ACTION ITEM –
Count the lines of data below that include "pointer". Provide only the number.

LISTED RECORDS –
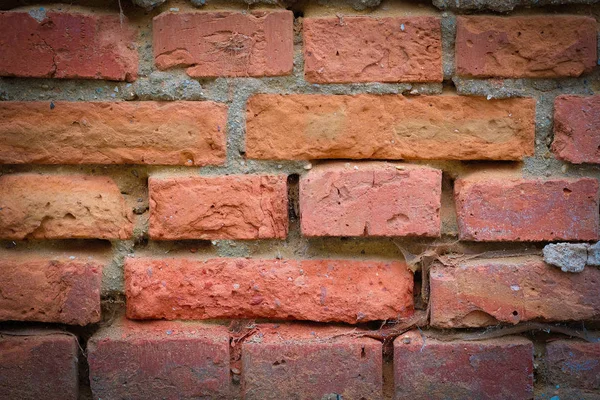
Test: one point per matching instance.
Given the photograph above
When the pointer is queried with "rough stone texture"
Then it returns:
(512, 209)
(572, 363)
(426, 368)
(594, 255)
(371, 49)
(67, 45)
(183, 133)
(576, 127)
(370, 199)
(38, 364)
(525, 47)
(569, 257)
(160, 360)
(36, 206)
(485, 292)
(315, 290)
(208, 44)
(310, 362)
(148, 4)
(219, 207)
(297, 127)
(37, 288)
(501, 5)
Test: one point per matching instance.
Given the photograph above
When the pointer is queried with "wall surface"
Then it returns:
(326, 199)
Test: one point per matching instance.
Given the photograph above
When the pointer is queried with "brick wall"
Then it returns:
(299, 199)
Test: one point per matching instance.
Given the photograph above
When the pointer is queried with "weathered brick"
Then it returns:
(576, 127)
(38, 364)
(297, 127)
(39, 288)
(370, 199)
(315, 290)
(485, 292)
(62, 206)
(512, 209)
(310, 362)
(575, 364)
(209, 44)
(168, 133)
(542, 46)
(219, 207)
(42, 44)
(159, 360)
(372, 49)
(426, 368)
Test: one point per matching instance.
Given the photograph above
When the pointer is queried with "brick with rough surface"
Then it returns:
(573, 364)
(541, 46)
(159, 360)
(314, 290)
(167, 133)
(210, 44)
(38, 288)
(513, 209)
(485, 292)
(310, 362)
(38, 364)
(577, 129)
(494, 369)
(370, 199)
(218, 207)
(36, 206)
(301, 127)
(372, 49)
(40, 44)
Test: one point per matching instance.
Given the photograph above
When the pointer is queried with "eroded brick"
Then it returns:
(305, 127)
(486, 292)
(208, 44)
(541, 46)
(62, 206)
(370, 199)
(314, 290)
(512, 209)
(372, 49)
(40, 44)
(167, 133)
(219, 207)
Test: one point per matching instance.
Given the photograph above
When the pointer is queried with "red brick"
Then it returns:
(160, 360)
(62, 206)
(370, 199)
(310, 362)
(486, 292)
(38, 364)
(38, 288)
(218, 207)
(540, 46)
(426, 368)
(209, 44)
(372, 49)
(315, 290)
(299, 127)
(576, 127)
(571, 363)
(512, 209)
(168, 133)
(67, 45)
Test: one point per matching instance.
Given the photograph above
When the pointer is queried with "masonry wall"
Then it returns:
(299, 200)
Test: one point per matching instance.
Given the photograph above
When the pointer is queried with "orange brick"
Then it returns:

ANSWER BOX –
9